Task objective: Rewrite every one of these lines with "Produce" changed to "Return" and nothing else altered, leaving the pictures out of your answer.

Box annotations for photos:
================================

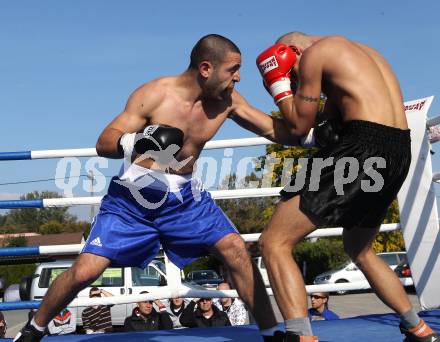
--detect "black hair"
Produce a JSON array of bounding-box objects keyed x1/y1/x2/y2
[{"x1": 189, "y1": 34, "x2": 241, "y2": 69}]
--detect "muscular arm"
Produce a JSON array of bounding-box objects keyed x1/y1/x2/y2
[
  {"x1": 278, "y1": 48, "x2": 322, "y2": 136},
  {"x1": 96, "y1": 81, "x2": 161, "y2": 159},
  {"x1": 230, "y1": 91, "x2": 298, "y2": 145}
]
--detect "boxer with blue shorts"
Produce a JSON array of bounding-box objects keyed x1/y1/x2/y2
[{"x1": 16, "y1": 34, "x2": 304, "y2": 342}]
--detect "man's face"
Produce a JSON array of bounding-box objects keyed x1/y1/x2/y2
[
  {"x1": 310, "y1": 293, "x2": 327, "y2": 309},
  {"x1": 204, "y1": 52, "x2": 241, "y2": 100},
  {"x1": 138, "y1": 301, "x2": 153, "y2": 316},
  {"x1": 199, "y1": 298, "x2": 212, "y2": 312}
]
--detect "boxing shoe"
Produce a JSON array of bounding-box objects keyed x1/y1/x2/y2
[
  {"x1": 399, "y1": 319, "x2": 440, "y2": 342},
  {"x1": 12, "y1": 322, "x2": 44, "y2": 342}
]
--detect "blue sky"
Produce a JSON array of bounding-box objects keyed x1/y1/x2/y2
[{"x1": 0, "y1": 0, "x2": 440, "y2": 218}]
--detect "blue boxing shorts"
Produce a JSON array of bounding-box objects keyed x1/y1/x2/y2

================================

Output for this exercise:
--detect "black hair"
Return a JSON array of bounding-box objects keyed x1/y1/x2/y2
[{"x1": 189, "y1": 34, "x2": 241, "y2": 69}]
--detect "muscular arm"
Return a JSON array of bounding-box objects keyed x1/y1/x2/y2
[
  {"x1": 278, "y1": 48, "x2": 322, "y2": 136},
  {"x1": 96, "y1": 81, "x2": 161, "y2": 159},
  {"x1": 230, "y1": 91, "x2": 298, "y2": 145}
]
--detect "boxer with blue shorts"
Return a JSON array of bounding-box objects keyed x1/y1/x2/y2
[{"x1": 16, "y1": 34, "x2": 304, "y2": 342}]
--detect "man's face"
Return a JSON array of bounding-box objects keyed x1/y1/x2/y2
[
  {"x1": 310, "y1": 293, "x2": 327, "y2": 309},
  {"x1": 204, "y1": 52, "x2": 241, "y2": 100},
  {"x1": 138, "y1": 301, "x2": 153, "y2": 316},
  {"x1": 199, "y1": 298, "x2": 212, "y2": 312}
]
--detect "boxing shoe"
Return a JSON array of bounding-box objects keyed x1/y1/x2/y2
[
  {"x1": 399, "y1": 319, "x2": 440, "y2": 342},
  {"x1": 12, "y1": 322, "x2": 44, "y2": 342}
]
--detect "blue sky"
Return a JSON array of bounding-box objects keyed x1/y1/x2/y2
[{"x1": 0, "y1": 0, "x2": 440, "y2": 218}]
--detect "blue boxing shorts"
Return a JSON array of bounding-box objects keyed x1/y1/x2/y2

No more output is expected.